▶ _DIRECTION_
Can you render the material below as a Markdown table with the columns Row and Text, giving each nonblank line its own numbered row?

▶ _INFORMATION PROVIDED_
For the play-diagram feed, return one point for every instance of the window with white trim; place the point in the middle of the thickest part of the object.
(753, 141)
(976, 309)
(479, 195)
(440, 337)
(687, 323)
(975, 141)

▶ _EXERCISE RESPONSE_
| Row | Text |
|---|---|
| 1 | For the play-diagram feed, return one point for every instance of the window with white trim; place the point in the middle of the thickest part of the object. |
| 2 | (753, 141) |
| 3 | (976, 309) |
| 4 | (479, 195) |
| 5 | (440, 337) |
| 6 | (687, 323) |
| 7 | (975, 141) |